• [What the exercise asks]
Transcribe all of the data exactly. Omit the pictures.

Stored items from a collection:
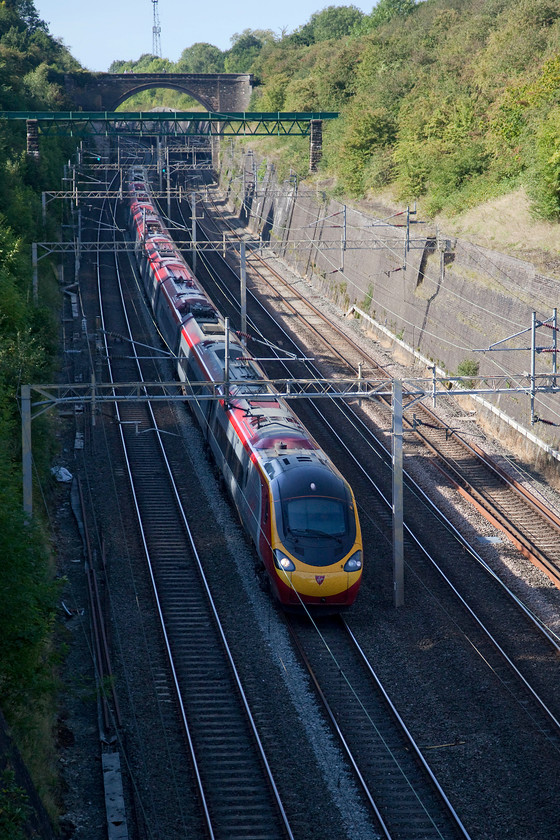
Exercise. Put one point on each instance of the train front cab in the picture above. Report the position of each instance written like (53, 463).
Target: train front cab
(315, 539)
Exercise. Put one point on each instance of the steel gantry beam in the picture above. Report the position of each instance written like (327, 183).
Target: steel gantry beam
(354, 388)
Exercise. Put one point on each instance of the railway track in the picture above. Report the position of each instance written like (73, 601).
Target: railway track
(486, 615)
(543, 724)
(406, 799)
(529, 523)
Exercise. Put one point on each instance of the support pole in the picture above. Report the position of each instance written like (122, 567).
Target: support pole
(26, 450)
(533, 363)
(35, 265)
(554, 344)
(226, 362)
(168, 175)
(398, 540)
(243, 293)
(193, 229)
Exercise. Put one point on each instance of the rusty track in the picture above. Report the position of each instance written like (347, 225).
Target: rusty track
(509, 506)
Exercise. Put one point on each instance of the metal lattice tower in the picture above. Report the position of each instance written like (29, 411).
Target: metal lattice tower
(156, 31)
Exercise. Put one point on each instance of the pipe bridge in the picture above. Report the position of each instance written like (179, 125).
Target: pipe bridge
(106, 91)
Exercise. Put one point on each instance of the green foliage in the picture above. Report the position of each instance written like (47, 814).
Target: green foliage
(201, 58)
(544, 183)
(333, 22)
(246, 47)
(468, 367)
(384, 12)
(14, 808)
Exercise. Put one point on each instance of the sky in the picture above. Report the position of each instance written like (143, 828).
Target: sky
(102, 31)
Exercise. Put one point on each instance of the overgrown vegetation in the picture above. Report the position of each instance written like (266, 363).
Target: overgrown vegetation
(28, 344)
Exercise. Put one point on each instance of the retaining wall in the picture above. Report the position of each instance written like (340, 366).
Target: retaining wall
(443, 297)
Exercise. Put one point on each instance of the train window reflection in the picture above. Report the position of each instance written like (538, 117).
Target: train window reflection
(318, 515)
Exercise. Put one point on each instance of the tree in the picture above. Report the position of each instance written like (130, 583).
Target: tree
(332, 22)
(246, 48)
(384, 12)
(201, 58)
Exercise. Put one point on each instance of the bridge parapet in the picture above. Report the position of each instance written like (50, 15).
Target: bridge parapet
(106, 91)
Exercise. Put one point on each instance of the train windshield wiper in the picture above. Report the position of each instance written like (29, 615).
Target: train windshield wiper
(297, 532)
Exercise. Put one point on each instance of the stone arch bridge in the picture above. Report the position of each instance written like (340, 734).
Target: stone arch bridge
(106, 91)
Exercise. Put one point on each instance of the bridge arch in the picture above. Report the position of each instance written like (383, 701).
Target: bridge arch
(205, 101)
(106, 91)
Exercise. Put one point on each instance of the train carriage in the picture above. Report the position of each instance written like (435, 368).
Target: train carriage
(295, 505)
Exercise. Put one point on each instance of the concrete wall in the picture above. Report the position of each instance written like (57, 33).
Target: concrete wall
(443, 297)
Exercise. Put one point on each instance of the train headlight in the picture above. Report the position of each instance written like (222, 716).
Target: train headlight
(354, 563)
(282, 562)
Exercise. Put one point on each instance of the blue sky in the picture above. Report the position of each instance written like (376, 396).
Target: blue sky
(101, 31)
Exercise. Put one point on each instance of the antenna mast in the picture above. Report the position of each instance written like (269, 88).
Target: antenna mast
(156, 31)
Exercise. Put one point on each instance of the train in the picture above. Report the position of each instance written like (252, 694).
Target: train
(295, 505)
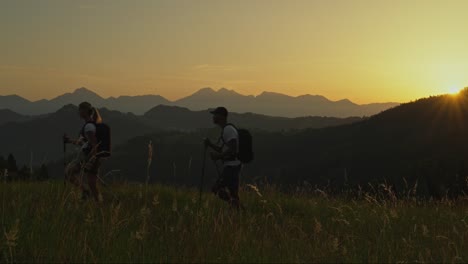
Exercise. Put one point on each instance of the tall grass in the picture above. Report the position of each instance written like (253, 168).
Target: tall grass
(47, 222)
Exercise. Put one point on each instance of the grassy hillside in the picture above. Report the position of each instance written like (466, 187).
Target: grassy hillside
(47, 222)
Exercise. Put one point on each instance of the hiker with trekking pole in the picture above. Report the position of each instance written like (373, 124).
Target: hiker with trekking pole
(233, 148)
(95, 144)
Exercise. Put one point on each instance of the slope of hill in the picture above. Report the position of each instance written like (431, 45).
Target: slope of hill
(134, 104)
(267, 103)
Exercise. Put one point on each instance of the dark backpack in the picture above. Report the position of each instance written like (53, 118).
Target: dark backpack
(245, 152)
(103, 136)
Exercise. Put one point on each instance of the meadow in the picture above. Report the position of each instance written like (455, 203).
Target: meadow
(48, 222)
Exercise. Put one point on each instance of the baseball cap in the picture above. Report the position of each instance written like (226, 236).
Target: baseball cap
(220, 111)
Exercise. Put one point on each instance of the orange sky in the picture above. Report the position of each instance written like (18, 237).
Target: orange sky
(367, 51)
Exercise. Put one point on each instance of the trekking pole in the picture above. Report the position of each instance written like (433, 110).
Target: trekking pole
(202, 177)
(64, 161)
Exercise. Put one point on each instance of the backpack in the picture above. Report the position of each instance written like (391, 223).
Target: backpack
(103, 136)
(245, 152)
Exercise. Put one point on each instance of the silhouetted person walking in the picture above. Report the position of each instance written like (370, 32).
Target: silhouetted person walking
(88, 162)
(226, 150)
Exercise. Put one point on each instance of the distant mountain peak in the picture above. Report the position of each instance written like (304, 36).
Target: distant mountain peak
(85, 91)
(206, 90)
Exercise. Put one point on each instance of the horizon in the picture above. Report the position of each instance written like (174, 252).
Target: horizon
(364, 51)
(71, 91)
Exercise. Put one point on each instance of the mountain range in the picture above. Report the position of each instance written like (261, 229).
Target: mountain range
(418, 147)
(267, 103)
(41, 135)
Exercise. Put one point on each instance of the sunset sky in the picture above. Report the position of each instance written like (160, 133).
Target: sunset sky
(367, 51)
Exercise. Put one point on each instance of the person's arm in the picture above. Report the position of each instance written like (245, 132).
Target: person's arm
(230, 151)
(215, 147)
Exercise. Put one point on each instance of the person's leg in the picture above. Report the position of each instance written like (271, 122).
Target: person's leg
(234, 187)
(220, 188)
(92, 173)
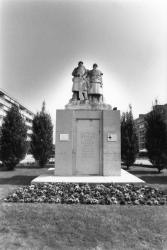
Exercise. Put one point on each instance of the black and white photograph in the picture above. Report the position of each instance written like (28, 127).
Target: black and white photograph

• [Exercise response]
Exercise. Put one point on each instance of the train front cab in the picture above. Report the position of each instance written like (53, 463).
Target: train front cab
(315, 539)
Exercise. Put one point on each instance of the steel gantry beam in the picture above. Report the position of each instance written like (327, 183).
Target: steel gantry beam
(354, 388)
Exercise. Put one point on each instance of the railway track in the picture above. Report the position of each instance written like (73, 601).
Target: railway track
(486, 615)
(543, 724)
(406, 799)
(529, 523)
Exercise. Put one point on each instance of the support pole in the picture above. Report the position of each instance written like (122, 567).
Target: support pole
(26, 450)
(533, 363)
(35, 265)
(554, 344)
(226, 362)
(168, 175)
(398, 540)
(243, 293)
(193, 229)
Exercise. Put one point on each instance of the rusty track in the picture above. Report the position of each instance written like (347, 225).
Target: rusty track
(509, 506)
Exercise. Put one point on each instance of the metal lattice tower in the picture above. Report the position of each instance written like (29, 411).
Target: metal lattice tower
(156, 31)
Exercise. Put one point on each instance of the pipe bridge in the picture above. Report the position of each instance written like (179, 125).
Target: pipe bridge
(106, 91)
Exercise. Put one point on each instance of the green foliage in the picture above. Report the position of each instance written like (47, 814).
Target: green foliage
(201, 58)
(544, 183)
(333, 22)
(246, 47)
(468, 367)
(384, 12)
(14, 808)
Exercise. Put one point on each instance of the sky in the picture above. Report the position of each instance written like (143, 828).
Target: sky
(102, 31)
Exercise. Put one point on each instance of the overgrown vegetation in the picture above. Report the position of each instance written like (266, 363).
Target: overgrown vegetation
(28, 344)
Exercise. Put one point on each instance of the retaining wall in the picture above. Report the position of each instance written like (340, 366).
Target: retaining wall
(443, 297)
Exercise. Put one point on each instance of the train window reflection in the picture above. Report the position of each instance written like (538, 117).
Target: train window reflection
(318, 515)
Exercise. Put one point on each instance of the tree in the picture above. Report the position of each instance written like (130, 583).
Target: tree
(332, 22)
(246, 48)
(384, 12)
(201, 58)
Exercise. Put one point on each instance of the bridge parapet in the picture above. Report the position of each instance written like (50, 15).
Target: bridge parapet
(106, 91)
Exercise. Put one point on each instance of the train windshield wiper in the picture above. Report the position of each instance written like (29, 615).
Target: train windshield wiper
(297, 532)
Exercise. Put one point on each instance of the stone arch bridge in the picture above. Report the position of each instance written like (340, 734).
Target: stone arch bridge
(106, 91)
Exercise. Put one point on each instance of the bridge arch in the picture above. Report the position of each instance written like (383, 701).
Target: bridge arch
(205, 101)
(106, 91)
Exercise. Put one point on each instance of the train carriage in the picture above. Report the position of each instance written like (435, 368).
Target: train carriage
(295, 505)
Exercise. Put one point on each instance of the concrete wall in the picture above. Report the position of each instance written like (57, 33).
Target: concrete wall
(443, 297)
Exercise. Put one point on each instance of the train headlight in the picture above. Report the position of each instance written like (222, 716).
Target: train headlight
(354, 563)
(282, 562)
Exercise. Put one point on each instance of the blue sky in the picture above. Report the position of each instance written like (376, 396).
Target: blue sky
(101, 31)
Exercise. Put one point on each instance of the antenna mast in the picture above. Report the position of each instance written like (269, 88).
Target: antenna mast
(156, 31)
Exercise. Put one point on each instance of the train in the picture above. Report the position of each instance written like (252, 694).
Target: train
(295, 505)
Exercise. Put one point on each instance of the tall grass in the picture above. Report the position of each instance written like (253, 168).
Target: tall grass
(47, 222)
Exercise. Put one point on each instance of the grassy hillside in the picture above. Report the position of each instance written like (466, 187).
Target: grassy hillside
(47, 222)
Exercise. Put one point on each instance of the hiker with trekking pole in the picture above. Report the position of each instance written like (373, 124).
Target: hiker with trekking pole
(233, 148)
(95, 144)
Exercise. Put one point on each instance of the slope of hill in the picture above. Report the position of each instance written like (431, 45).
Target: slope of hill
(134, 104)
(267, 103)
Exercise. Put one point on each instance of the dark backpack in the picture above. Report the position of each instance written like (53, 118).
Target: dark backpack
(245, 152)
(103, 136)
Exercise. Put one point on each instance of the meadow in the picture above. Report the position of each instance written like (455, 203).
Target: meadow
(48, 222)
Exercise. Put one point on each instance of the baseball cap in the picture above. Report the position of each instance written like (226, 236).
Target: baseball cap
(220, 111)
Exercise. Put one point on each instance of the orange sky in the picture above. Report the position of each instance written like (18, 237).
Target: orange sky
(367, 51)
Exercise. Put one point on each instance of the trekking pole in the picture above. Report the position of each instance written like (433, 110).
Target: trekking pole
(202, 177)
(64, 161)
Exercise. Put one point on each instance of the backpack in the picture above. Report the position of each instance written like (391, 223).
Target: backpack
(103, 136)
(245, 152)
Exercise. Put one point on each instance of the silhouetted person walking in the picture above. Report the position of each instance written like (370, 32).
Target: silhouetted person walking
(88, 162)
(226, 150)
Exercise. Put one point on each instance of the distant mountain peak in the picture above. Report the position of each instance written like (304, 36).
Target: distant mountain peak
(85, 91)
(206, 90)
Exercise. Put one point on each instance of the horizon in the picture above. Report the position of each instance written like (174, 252).
Target: horizon
(364, 51)
(71, 91)
Exercise. Put one point on each instance of the mountain range in the picture above. Report the position of each instance written like (261, 229).
Target: mountain range
(418, 147)
(267, 103)
(41, 135)
Exercise. Put one point on each instance of the sunset sky in the picture above. Report the position of each instance written like (160, 133).
Target: sunset sky
(367, 51)
Exercise. Put one point on each instance of the person's arm in the picture above. Report the position of each instance written like (245, 132).
Target: person's arm
(230, 151)
(215, 147)
Exercise. Put one point on each instance of the person's leg in the picture above. Report the position of each instance written like (271, 122).
Target: person's leg
(234, 187)
(220, 188)
(92, 173)
Exercise. Put one point on each instance of the black and white photograph in the picture above. Report the position of each instance written like (28, 127).
Target: black and white photograph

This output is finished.